• **Records shown**:
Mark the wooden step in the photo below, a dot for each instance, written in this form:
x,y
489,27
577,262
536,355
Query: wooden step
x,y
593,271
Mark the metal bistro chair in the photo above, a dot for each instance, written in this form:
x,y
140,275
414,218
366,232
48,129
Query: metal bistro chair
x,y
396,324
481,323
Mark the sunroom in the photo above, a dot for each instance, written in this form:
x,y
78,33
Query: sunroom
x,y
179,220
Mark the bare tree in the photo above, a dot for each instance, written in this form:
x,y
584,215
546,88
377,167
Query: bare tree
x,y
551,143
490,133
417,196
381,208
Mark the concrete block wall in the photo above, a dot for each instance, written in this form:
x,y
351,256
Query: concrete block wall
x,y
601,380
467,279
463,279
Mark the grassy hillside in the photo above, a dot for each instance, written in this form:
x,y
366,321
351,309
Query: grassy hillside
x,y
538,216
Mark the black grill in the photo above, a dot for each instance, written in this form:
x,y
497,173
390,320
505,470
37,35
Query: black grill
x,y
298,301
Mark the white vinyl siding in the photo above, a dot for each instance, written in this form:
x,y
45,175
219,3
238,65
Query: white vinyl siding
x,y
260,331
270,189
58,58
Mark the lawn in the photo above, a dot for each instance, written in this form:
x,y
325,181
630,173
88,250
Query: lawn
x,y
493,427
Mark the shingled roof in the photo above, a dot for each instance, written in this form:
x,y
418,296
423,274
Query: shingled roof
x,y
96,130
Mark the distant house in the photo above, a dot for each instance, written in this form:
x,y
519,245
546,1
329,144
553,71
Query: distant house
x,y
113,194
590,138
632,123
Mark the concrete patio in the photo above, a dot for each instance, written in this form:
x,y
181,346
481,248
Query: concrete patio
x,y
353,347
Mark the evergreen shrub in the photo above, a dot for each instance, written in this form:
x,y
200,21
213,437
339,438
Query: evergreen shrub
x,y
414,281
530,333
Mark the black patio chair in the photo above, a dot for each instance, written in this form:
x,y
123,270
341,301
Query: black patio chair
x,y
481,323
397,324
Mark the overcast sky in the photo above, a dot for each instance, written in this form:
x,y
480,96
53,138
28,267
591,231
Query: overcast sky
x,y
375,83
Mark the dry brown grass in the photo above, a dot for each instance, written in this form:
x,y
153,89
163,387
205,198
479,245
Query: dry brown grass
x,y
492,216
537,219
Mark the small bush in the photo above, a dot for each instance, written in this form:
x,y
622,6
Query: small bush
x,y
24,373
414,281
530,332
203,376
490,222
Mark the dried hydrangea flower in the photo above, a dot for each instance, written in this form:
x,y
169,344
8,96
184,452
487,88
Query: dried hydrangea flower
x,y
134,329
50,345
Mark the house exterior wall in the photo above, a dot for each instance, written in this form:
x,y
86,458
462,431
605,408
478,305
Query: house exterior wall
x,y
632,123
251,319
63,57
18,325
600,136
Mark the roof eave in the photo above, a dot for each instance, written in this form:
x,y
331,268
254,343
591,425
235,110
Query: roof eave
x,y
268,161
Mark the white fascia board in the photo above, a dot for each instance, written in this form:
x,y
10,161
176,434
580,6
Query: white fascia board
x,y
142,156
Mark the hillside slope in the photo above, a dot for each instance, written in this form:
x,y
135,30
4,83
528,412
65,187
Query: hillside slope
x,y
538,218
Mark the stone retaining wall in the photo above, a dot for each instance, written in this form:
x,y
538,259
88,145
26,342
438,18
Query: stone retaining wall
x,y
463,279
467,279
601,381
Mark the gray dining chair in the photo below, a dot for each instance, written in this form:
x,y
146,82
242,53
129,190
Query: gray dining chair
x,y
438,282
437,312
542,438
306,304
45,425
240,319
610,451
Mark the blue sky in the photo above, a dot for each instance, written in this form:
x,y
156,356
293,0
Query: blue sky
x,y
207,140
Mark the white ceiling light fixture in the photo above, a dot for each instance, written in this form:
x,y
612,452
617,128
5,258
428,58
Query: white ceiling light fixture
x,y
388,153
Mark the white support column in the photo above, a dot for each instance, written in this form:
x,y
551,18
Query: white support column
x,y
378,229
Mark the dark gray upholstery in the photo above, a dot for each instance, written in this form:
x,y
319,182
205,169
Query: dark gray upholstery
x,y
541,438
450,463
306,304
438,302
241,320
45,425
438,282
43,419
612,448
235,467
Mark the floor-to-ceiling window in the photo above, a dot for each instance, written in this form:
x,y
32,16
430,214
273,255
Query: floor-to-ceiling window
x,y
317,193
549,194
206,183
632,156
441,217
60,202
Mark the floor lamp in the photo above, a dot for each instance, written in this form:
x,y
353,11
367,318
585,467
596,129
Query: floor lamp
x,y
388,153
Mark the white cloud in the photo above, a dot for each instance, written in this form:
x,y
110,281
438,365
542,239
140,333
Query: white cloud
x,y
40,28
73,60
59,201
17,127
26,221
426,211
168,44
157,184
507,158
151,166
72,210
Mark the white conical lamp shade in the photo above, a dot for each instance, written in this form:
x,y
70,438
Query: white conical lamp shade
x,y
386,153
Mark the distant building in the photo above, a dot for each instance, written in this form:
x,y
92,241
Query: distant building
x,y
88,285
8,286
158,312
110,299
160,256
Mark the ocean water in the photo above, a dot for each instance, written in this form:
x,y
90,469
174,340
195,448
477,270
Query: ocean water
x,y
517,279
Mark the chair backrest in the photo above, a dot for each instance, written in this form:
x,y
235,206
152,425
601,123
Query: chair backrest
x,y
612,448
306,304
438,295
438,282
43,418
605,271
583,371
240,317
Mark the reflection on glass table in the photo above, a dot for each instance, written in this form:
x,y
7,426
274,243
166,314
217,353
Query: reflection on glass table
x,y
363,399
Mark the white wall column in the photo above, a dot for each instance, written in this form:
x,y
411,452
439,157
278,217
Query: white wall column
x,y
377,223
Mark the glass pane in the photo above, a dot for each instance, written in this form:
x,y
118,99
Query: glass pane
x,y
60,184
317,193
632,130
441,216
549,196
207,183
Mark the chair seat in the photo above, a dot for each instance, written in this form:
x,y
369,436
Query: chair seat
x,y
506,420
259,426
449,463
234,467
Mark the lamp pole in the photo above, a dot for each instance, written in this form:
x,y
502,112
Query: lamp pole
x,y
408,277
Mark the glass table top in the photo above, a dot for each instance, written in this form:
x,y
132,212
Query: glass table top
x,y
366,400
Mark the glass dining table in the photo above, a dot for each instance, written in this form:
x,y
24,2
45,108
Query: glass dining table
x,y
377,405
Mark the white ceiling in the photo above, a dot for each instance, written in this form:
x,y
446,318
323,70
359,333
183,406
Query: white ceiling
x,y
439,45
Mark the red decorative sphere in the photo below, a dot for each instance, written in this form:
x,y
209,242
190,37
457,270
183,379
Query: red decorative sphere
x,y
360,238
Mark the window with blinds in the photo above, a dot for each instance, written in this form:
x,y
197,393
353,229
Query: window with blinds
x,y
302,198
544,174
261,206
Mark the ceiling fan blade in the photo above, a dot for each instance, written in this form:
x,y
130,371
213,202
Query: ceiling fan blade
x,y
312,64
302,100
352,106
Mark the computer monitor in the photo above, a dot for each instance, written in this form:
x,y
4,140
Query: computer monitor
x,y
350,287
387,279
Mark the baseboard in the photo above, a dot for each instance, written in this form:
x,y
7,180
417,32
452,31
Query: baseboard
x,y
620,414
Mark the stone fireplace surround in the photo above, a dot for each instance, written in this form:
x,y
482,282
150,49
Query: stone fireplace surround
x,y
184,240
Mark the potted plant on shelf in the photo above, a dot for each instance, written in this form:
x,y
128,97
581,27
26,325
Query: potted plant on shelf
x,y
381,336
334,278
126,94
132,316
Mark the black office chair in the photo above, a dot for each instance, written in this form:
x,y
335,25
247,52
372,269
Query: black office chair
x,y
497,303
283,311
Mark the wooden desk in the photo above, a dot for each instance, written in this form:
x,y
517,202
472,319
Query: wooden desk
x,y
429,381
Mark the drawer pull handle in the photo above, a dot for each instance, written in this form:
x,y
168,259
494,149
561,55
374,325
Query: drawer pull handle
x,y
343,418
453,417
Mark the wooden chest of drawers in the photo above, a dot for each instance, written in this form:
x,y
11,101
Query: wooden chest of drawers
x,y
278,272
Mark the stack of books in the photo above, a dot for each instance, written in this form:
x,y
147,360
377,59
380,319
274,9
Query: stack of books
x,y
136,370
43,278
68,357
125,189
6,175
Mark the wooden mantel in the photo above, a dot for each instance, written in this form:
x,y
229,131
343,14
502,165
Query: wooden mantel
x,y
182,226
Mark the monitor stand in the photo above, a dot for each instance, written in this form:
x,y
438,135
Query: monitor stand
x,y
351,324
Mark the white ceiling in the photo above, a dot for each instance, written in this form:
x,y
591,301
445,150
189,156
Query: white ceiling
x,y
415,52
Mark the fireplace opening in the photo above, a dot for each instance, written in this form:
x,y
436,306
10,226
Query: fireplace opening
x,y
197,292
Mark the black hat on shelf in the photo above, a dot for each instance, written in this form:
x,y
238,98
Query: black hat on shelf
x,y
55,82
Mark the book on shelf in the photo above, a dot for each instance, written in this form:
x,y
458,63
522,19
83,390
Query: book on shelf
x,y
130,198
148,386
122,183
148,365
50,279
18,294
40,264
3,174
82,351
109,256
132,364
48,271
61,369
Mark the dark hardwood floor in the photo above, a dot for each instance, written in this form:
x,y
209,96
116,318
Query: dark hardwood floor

• **Task directions**:
Return only the count of lines in the records that hold the word "below".

• **Reply to the task**:
3